• Exercise task:
Extract every record, keeping each one exactly as it is.

***

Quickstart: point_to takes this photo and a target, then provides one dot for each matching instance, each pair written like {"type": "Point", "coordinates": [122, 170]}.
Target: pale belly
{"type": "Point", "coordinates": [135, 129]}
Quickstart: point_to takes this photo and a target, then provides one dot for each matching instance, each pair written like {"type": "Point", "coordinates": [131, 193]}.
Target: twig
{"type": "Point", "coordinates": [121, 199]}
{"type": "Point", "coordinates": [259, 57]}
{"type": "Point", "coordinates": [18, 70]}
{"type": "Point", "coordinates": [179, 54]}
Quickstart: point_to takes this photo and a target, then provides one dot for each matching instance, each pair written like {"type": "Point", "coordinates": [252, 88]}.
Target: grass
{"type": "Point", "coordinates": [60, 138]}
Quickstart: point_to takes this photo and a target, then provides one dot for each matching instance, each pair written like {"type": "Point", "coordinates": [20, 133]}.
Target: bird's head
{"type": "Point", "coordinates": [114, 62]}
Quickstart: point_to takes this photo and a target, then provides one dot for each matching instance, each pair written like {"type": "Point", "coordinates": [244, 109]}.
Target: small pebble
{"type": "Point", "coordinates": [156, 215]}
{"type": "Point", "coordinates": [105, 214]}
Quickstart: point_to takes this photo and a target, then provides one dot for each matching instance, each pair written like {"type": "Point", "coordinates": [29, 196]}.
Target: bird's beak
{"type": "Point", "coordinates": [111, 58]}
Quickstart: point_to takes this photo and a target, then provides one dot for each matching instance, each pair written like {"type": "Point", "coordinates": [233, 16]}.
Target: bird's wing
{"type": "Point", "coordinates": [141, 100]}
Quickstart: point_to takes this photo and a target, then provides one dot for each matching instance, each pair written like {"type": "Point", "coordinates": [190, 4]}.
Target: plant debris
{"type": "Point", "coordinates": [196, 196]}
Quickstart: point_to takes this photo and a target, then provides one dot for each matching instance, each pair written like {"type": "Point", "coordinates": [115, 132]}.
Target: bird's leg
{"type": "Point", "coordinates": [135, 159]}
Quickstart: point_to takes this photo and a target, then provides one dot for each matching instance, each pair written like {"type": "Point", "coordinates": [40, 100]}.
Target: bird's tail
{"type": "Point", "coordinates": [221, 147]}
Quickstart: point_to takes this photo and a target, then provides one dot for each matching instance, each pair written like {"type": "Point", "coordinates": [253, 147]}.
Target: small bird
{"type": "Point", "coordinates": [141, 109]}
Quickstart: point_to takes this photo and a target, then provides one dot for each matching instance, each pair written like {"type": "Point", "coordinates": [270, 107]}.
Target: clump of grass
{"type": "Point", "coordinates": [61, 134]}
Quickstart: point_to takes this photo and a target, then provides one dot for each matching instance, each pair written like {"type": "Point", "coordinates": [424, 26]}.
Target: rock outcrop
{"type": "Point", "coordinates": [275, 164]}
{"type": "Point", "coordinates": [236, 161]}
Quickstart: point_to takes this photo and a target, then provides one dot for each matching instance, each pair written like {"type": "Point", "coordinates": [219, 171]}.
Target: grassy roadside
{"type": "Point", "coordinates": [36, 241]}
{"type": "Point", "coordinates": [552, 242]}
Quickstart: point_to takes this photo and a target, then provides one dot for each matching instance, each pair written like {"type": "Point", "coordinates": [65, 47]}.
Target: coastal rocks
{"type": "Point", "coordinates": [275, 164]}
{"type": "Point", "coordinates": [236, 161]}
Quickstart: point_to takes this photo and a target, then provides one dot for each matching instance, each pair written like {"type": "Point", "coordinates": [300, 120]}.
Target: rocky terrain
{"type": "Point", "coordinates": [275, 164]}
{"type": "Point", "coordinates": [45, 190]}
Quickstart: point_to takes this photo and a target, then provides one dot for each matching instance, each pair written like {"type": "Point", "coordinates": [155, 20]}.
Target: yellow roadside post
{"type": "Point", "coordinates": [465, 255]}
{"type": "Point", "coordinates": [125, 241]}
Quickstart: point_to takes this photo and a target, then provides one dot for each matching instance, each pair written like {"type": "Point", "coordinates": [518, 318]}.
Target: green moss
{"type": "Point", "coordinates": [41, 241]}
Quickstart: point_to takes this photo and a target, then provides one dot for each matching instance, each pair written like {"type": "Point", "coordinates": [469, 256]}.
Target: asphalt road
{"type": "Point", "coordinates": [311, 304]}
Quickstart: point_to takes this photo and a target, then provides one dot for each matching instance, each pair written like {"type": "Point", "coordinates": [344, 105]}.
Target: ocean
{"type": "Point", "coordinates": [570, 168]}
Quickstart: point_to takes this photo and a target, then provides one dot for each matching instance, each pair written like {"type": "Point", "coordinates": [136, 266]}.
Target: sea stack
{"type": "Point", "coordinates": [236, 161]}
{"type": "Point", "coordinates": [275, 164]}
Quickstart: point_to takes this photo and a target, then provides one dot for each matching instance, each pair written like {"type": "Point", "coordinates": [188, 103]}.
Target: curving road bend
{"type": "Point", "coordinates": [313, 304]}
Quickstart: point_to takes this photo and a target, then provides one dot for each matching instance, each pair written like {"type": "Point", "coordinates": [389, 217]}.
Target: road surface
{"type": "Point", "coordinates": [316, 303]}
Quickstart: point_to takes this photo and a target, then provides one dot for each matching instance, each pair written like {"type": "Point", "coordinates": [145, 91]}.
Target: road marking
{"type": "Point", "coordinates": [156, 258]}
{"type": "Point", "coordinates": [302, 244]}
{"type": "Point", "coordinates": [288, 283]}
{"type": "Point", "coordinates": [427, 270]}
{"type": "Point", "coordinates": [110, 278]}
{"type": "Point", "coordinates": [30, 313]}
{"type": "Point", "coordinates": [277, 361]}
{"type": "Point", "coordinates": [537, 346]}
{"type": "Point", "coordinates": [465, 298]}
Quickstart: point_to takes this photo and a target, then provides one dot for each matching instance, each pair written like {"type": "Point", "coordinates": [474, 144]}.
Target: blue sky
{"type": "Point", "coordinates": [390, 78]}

***

• Task answer:
Quickstart: point_to takes this photo and a target, then provides one dot for each matching instance, each pair written like {"type": "Point", "coordinates": [122, 170]}.
Target: pale belly
{"type": "Point", "coordinates": [135, 129]}
Quickstart: point_to takes this photo and a target, then provides one dot for each matching instance, each pair written like {"type": "Point", "coordinates": [131, 193]}.
Target: twig
{"type": "Point", "coordinates": [121, 199]}
{"type": "Point", "coordinates": [259, 57]}
{"type": "Point", "coordinates": [18, 70]}
{"type": "Point", "coordinates": [179, 54]}
Quickstart: point_to takes this photo and a target, then provides one dot for each matching instance, each pair written like {"type": "Point", "coordinates": [252, 88]}.
Target: grass
{"type": "Point", "coordinates": [60, 138]}
Quickstart: point_to takes this photo and a target, then provides one dot for each matching instance, each pair written like {"type": "Point", "coordinates": [20, 133]}.
Target: bird's head
{"type": "Point", "coordinates": [114, 62]}
Quickstart: point_to takes this photo and a target, then provides one dot for each matching instance, each pair written like {"type": "Point", "coordinates": [244, 109]}.
Target: small pebble
{"type": "Point", "coordinates": [156, 215]}
{"type": "Point", "coordinates": [105, 214]}
Quickstart: point_to takes this photo and a target, then provides one dot for each matching instance, each pair written like {"type": "Point", "coordinates": [29, 196]}.
Target: bird's beak
{"type": "Point", "coordinates": [111, 58]}
Quickstart: point_to takes this photo and a target, then provides one dot for each matching instance, each pair written like {"type": "Point", "coordinates": [233, 16]}.
Target: bird's wing
{"type": "Point", "coordinates": [141, 100]}
Quickstart: point_to takes this photo and a target, then provides one dot for each matching instance, each pair written like {"type": "Point", "coordinates": [190, 4]}.
Target: plant debris
{"type": "Point", "coordinates": [196, 196]}
Quickstart: point_to takes this photo and a target, then provides one dot for each matching instance, each pair written like {"type": "Point", "coordinates": [115, 132]}.
Target: bird's leg
{"type": "Point", "coordinates": [135, 159]}
Quickstart: point_to takes this photo and a target, then provides one dot for each matching instance, each pair written like {"type": "Point", "coordinates": [40, 100]}.
Target: bird's tail
{"type": "Point", "coordinates": [221, 147]}
Quickstart: point_to takes this photo and a target, then provides one dot for each matching instance, each pair written like {"type": "Point", "coordinates": [253, 147]}.
Target: small bird
{"type": "Point", "coordinates": [141, 109]}
Quickstart: point_to takes this photo and a target, then provides one dot for each matching instance, each pair written like {"type": "Point", "coordinates": [270, 107]}.
Target: clump of grass
{"type": "Point", "coordinates": [61, 134]}
Quickstart: point_to takes this photo and a target, then provides one dot for each matching instance, each pair written like {"type": "Point", "coordinates": [424, 26]}.
Target: rock outcrop
{"type": "Point", "coordinates": [275, 164]}
{"type": "Point", "coordinates": [236, 161]}
Quickstart: point_to takes this photo and a target, then provides one dot for each matching instance, each pair written like {"type": "Point", "coordinates": [219, 171]}.
Target: grassy roadside
{"type": "Point", "coordinates": [36, 241]}
{"type": "Point", "coordinates": [552, 242]}
Quickstart: point_to takes this photo and a target, then provides one dot for each matching instance, each pair written like {"type": "Point", "coordinates": [65, 47]}.
Target: coastal rocks
{"type": "Point", "coordinates": [275, 164]}
{"type": "Point", "coordinates": [236, 161]}
Quickstart: point_to takes this photo and a target, then provides one dot for each matching instance, each pair written like {"type": "Point", "coordinates": [300, 120]}.
Target: rocky terrain
{"type": "Point", "coordinates": [275, 164]}
{"type": "Point", "coordinates": [45, 190]}
Quickstart: point_to takes this photo and a target, then provides one dot for each matching instance, each pair written like {"type": "Point", "coordinates": [155, 20]}.
Target: yellow roadside post
{"type": "Point", "coordinates": [465, 255]}
{"type": "Point", "coordinates": [125, 241]}
Quickstart: point_to takes this photo and a target, then provides one dot for each matching instance, each pair written like {"type": "Point", "coordinates": [518, 318]}.
Target: green moss
{"type": "Point", "coordinates": [41, 241]}
Quickstart: point_to takes this photo and a target, then provides one dot for each matching instance, each pair written like {"type": "Point", "coordinates": [469, 256]}.
Target: asphalt road
{"type": "Point", "coordinates": [311, 304]}
Quickstart: point_to takes this photo and a target, then provides one dot for each matching instance, each pair written like {"type": "Point", "coordinates": [344, 105]}.
Target: ocean
{"type": "Point", "coordinates": [570, 168]}
Quickstart: point_to takes this photo and a target, then provides one dot for each matching instance, each pair written like {"type": "Point", "coordinates": [136, 266]}.
Target: sea stack
{"type": "Point", "coordinates": [236, 161]}
{"type": "Point", "coordinates": [275, 164]}
Quickstart: point_to takes this photo and a target, then provides one dot for each matching instance, each pair written like {"type": "Point", "coordinates": [188, 103]}.
Target: curving road bend
{"type": "Point", "coordinates": [313, 304]}
Quickstart: point_to takes this photo and a target, then provides one dot for each matching instance, each pair written like {"type": "Point", "coordinates": [389, 217]}.
Target: road surface
{"type": "Point", "coordinates": [316, 303]}
Quickstart: point_to takes this photo and a target, then provides one dot for each matching instance, each pair written like {"type": "Point", "coordinates": [145, 91]}.
Target: road marking
{"type": "Point", "coordinates": [156, 258]}
{"type": "Point", "coordinates": [302, 244]}
{"type": "Point", "coordinates": [288, 283]}
{"type": "Point", "coordinates": [427, 270]}
{"type": "Point", "coordinates": [110, 278]}
{"type": "Point", "coordinates": [30, 313]}
{"type": "Point", "coordinates": [277, 361]}
{"type": "Point", "coordinates": [537, 346]}
{"type": "Point", "coordinates": [465, 298]}
Quickstart: point_to takes this photo and a target, then provides one dot for each matching instance, each pair written like {"type": "Point", "coordinates": [474, 144]}.
Target: blue sky
{"type": "Point", "coordinates": [390, 78]}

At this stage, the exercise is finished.